### Working data
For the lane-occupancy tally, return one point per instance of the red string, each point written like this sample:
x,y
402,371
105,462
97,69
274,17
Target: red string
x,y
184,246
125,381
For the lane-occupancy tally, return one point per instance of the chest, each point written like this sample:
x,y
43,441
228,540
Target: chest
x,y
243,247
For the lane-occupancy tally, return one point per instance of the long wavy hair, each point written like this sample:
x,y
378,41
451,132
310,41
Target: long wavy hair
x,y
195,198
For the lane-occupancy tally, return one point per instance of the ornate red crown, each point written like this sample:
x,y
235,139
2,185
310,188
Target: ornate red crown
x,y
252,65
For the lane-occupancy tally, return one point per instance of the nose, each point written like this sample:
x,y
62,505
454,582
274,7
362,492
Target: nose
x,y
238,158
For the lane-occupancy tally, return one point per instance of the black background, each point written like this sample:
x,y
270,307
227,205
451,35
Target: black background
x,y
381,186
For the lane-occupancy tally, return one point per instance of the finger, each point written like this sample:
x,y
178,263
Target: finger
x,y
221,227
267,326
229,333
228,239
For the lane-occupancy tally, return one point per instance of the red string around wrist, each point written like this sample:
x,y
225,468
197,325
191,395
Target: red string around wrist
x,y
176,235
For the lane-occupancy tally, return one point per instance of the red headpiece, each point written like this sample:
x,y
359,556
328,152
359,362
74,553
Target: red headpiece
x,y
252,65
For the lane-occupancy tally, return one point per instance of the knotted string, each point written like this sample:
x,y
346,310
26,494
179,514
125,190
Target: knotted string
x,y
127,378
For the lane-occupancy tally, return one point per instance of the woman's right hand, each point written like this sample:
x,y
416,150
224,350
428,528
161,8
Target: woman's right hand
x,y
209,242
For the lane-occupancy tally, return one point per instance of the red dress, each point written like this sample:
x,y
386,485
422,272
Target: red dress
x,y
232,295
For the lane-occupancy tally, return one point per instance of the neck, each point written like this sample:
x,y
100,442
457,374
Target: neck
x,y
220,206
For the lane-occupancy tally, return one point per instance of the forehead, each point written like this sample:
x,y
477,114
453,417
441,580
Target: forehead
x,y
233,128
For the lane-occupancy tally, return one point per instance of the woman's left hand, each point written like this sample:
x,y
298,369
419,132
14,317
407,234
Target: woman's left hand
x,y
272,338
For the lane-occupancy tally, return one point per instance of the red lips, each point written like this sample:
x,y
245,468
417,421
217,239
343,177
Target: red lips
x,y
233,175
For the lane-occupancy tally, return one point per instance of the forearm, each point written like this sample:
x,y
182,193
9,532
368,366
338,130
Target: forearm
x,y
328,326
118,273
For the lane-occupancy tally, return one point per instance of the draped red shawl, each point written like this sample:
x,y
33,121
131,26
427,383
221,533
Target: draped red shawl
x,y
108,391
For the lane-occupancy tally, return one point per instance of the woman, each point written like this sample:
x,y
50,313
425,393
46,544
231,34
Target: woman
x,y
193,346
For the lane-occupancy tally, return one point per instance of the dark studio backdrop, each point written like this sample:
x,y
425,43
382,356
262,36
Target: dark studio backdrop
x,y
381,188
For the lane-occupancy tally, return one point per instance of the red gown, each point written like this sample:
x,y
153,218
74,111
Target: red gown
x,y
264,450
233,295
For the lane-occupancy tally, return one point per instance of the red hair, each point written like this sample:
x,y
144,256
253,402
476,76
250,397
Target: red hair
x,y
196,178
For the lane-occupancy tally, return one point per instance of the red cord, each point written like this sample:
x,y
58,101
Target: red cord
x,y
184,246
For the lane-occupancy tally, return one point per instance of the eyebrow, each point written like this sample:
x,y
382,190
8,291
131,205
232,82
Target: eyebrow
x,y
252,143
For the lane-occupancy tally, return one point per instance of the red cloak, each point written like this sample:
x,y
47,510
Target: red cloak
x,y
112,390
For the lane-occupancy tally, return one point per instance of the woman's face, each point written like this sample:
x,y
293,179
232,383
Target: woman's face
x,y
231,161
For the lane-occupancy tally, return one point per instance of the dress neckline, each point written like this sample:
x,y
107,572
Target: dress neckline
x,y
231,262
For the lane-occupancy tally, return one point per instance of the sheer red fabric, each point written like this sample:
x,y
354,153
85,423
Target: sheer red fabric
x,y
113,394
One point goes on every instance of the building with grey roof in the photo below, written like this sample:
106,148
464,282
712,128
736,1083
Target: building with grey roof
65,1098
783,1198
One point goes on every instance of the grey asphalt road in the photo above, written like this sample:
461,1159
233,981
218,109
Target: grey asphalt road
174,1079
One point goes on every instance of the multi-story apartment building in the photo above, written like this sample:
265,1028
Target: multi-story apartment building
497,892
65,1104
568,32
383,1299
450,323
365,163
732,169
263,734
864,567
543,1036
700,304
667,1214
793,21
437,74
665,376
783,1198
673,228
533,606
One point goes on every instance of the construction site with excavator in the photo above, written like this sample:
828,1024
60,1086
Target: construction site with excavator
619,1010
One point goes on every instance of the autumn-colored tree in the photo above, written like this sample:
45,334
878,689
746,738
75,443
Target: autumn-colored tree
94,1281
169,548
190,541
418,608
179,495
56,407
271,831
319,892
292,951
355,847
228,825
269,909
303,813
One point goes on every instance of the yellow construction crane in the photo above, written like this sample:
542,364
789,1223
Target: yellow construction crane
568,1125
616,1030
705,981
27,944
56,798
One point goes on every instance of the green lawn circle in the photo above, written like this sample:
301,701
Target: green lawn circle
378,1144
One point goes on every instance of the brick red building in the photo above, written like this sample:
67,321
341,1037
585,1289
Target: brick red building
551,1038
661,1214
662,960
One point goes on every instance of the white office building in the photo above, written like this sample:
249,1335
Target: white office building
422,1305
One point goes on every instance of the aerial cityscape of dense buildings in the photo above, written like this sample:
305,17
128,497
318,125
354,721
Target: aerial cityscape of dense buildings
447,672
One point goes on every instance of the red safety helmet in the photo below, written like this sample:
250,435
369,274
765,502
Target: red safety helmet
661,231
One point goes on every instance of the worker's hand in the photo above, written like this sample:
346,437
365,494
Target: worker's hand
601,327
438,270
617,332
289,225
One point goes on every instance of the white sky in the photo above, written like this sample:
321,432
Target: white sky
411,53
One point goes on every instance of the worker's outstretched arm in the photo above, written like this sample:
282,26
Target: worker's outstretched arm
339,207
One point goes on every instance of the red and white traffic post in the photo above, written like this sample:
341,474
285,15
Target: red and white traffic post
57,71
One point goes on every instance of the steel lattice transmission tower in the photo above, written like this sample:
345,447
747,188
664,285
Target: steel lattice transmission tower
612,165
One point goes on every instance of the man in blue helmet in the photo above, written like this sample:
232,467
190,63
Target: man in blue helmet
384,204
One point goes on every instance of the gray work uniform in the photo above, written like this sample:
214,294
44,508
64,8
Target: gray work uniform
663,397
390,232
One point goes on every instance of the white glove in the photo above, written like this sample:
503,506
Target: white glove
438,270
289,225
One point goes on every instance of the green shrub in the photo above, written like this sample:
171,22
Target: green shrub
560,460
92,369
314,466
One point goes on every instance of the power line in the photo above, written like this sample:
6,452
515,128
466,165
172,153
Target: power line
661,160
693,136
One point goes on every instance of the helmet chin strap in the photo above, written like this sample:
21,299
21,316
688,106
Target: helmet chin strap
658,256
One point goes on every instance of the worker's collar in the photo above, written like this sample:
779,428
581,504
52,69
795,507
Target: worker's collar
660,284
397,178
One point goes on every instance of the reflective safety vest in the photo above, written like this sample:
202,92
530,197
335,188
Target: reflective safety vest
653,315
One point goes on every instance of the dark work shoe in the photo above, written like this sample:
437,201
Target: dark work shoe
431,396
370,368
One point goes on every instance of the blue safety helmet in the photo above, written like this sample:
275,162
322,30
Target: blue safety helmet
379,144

* * *

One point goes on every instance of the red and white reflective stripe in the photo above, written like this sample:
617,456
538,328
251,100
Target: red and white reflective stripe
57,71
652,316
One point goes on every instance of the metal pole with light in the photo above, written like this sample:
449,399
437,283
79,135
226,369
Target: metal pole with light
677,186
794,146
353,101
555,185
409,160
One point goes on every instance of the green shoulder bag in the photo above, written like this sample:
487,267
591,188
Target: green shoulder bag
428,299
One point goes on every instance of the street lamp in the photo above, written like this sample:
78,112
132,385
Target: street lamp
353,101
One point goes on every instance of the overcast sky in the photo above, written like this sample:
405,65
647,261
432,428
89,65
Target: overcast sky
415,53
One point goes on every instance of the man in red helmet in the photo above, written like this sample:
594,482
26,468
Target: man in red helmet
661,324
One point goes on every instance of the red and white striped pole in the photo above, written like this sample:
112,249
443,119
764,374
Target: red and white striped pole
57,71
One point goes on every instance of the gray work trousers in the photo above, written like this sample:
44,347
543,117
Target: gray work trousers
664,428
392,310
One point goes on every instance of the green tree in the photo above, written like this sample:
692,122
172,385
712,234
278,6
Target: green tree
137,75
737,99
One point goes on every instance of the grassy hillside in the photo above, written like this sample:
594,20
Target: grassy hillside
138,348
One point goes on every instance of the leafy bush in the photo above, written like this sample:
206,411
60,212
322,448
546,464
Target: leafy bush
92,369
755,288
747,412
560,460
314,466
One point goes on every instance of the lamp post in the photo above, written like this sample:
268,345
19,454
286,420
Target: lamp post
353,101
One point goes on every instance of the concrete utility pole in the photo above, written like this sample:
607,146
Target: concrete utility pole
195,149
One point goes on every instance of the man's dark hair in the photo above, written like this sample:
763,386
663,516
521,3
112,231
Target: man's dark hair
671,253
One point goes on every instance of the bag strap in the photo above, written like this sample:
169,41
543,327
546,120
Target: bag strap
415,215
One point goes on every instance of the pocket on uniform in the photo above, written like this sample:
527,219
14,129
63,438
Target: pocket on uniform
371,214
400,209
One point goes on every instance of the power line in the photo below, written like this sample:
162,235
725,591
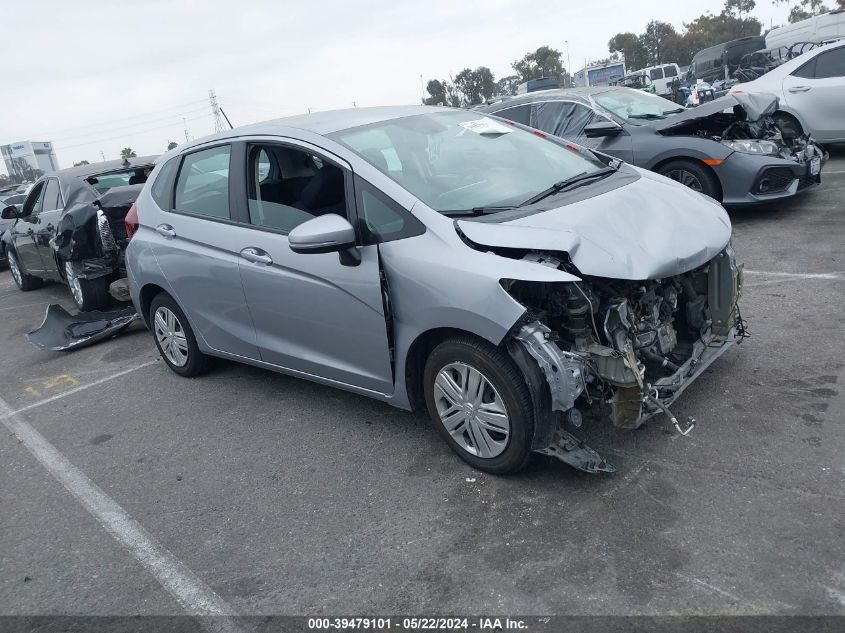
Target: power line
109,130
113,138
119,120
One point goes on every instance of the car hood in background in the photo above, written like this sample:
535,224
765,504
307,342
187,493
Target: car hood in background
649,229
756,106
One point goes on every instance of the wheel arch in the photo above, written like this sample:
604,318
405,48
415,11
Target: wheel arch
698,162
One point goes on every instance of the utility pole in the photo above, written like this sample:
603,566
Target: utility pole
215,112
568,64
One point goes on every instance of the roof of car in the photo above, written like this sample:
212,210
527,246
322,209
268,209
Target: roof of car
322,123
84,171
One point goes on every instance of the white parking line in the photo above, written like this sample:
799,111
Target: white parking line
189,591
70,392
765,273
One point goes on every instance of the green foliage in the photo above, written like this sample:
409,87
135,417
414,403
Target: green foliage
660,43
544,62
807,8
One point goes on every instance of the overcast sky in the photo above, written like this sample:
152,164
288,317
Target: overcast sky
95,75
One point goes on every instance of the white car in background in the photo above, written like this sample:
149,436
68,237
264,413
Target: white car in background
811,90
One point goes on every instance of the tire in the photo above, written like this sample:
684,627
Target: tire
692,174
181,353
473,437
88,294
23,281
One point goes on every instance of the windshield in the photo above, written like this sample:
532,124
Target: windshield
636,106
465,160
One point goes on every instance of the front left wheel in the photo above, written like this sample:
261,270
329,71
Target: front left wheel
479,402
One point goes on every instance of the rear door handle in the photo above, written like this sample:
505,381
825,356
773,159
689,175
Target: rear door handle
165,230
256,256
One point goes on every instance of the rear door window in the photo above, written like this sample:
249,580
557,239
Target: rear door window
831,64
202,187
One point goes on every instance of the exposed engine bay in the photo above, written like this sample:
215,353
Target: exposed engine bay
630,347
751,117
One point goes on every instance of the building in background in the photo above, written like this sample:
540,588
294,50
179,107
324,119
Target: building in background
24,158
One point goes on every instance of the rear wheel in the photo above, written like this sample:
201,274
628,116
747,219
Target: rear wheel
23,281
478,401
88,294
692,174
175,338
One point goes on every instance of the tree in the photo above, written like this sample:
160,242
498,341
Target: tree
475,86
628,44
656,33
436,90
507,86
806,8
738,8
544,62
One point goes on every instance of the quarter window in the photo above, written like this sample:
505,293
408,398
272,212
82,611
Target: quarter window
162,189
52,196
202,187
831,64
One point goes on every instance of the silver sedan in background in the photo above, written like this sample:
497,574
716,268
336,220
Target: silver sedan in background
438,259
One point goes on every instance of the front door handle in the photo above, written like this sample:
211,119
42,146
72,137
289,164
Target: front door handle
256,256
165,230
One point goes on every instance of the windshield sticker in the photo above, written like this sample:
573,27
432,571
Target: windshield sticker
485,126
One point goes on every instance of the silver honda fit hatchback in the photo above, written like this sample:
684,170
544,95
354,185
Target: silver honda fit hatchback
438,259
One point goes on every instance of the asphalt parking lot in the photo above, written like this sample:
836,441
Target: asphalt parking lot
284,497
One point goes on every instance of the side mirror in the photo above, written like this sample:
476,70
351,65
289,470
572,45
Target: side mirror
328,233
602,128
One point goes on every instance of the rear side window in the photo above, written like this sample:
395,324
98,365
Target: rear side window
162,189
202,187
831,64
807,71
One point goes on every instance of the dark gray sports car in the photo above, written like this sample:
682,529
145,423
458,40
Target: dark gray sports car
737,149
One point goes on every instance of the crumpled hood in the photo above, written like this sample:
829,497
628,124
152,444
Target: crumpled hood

### Task
Within the data above, find the lines that contain the word "below" and copy each of them.

### Finished task
One point goes on every instance of the building with grey roof in the photo below, written like this sample:
One point goes on every instance of the red safety helmet in the photo below, written like this sample:
One point goes on every instance of the power line in the photo below, written like this sample:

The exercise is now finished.